**Required task:** Reproduce the listing below with each instance of "planogram audit" replaced by "inventory review" and nothing else altered. Leave the pictures out of your answer.
━━━━━━━━━━━━━━━━━━━━
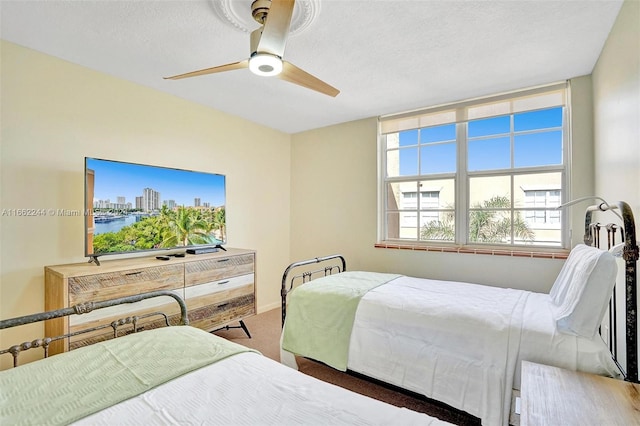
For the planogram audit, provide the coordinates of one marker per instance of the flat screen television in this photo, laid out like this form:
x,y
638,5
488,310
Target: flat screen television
x,y
137,207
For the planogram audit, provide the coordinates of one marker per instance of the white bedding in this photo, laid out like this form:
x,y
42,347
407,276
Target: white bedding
x,y
462,343
250,389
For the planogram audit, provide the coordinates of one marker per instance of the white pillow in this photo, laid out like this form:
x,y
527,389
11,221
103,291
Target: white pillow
x,y
582,290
━━━━━━━━━━━━━━━━━━━━
**Correct result:**
For the inventory review, provide the coordinates of one marker per instance of the flat screen television in this photo, laid out like this form:
x,y
638,5
488,310
Target: flat screen television
x,y
137,207
For the inventory review, provide the coordinates of one marker per instance of the white bedding in this photo, laid out like this form:
x,y
42,347
407,276
Target: white bedding
x,y
462,343
250,389
For the inventory review, provide the coordinates of one marker per instance of the white pillow in this photo, laid out like this form:
x,y
527,389
11,221
103,291
Target: white pillow
x,y
582,290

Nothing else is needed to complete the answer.